> [Your task] From the rows below, pull out every line that contains the string "trees". Case counts.

(Pointing records)
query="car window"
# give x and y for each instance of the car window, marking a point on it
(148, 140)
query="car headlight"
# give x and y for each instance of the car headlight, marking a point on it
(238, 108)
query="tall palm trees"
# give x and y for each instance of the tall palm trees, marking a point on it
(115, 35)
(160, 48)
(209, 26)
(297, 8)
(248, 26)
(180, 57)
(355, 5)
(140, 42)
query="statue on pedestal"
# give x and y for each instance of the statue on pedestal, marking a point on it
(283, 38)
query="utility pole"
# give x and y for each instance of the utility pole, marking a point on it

> [Written answer]
query="tall palm trees"
# give x and y for each instance of the tall palm trees, marking a point on it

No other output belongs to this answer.